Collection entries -
________________________
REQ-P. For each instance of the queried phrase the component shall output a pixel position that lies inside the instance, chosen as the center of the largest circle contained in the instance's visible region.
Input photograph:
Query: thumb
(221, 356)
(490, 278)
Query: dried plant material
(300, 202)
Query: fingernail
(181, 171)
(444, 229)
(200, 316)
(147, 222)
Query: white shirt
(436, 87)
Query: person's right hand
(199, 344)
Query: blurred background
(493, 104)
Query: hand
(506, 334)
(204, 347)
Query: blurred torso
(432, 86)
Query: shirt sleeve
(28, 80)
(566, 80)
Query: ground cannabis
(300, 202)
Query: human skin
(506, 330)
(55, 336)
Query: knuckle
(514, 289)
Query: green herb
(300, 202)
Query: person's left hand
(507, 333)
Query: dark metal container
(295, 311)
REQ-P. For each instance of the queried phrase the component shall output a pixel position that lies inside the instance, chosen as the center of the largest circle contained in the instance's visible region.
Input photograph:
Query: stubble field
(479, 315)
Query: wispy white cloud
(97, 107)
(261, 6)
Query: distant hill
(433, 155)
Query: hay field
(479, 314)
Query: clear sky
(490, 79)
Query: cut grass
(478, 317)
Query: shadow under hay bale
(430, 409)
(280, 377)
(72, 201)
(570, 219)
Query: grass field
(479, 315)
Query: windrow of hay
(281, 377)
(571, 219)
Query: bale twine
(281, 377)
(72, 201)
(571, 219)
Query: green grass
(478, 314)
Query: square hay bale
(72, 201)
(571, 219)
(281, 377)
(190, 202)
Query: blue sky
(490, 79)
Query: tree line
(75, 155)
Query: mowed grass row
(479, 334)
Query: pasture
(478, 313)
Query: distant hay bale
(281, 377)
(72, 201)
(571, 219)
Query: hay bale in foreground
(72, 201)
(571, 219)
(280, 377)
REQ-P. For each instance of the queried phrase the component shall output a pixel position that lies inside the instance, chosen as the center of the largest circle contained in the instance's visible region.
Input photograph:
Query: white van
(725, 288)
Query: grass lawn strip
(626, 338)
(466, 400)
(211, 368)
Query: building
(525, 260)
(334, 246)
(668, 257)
________________________
Task statement -
All of the records should be transcribed exactly, with nothing left out.

Solution to this exercise -
REQ-P. For each instance of the queried phrase the component shall output a pixel position that lies inside the instance, chosen as the center of the largest circle contained in the instance's visible region.
Input photograph:
Query: thumb
(221, 356)
(490, 278)
Query: dried plant material
(300, 202)
Query: fingernail
(181, 171)
(444, 229)
(200, 316)
(147, 222)
Query: white shirt
(436, 87)
Query: person's right hand
(199, 344)
Query: blurred background
(493, 104)
Query: hand
(506, 334)
(204, 347)
Query: blurred torso
(432, 86)
Query: shirt sleeve
(28, 80)
(566, 80)
Query: ground cannabis
(300, 202)
Query: human skin
(506, 330)
(55, 336)
Query: knuckle
(514, 289)
Query: green herb
(300, 202)
Query: person's left hand
(507, 333)
Query: dark metal container
(295, 311)
REQ-P. For each instance of the queried phrase the component shall output a pixel position that lies inside the instance, chosen as the center of the largest circle contained in the instance's visible region.
Input photograph:
Query: stubble field
(479, 315)
Query: wispy white cloud
(97, 107)
(261, 6)
Query: distant hill
(433, 155)
Query: hay field
(479, 314)
Query: clear sky
(490, 79)
Query: cut grass
(478, 317)
Query: shadow under hay bale
(430, 409)
(280, 377)
(72, 201)
(570, 219)
Query: grass field
(479, 315)
Query: windrow of hay
(281, 377)
(571, 219)
Query: bale twine
(281, 377)
(72, 201)
(571, 219)
Query: green grass
(478, 314)
Query: square hay bale
(72, 201)
(571, 219)
(281, 377)
(190, 202)
Query: blue sky
(490, 79)
Query: tree line
(75, 155)
Query: mowed grass row
(479, 334)
Query: pasture
(478, 313)
Query: distant hay bale
(281, 377)
(72, 201)
(571, 219)
Query: hay bale in foreground
(72, 201)
(571, 219)
(280, 377)
REQ-P. For each instance of the queried phrase the component shall output a pixel position that lies inside the instance, chosen as the center of the largest circle contained in the instance's visible region.
Input photograph:
Query: white van
(725, 288)
Query: grass lawn strip
(626, 338)
(466, 400)
(211, 368)
Query: building
(525, 260)
(334, 246)
(668, 257)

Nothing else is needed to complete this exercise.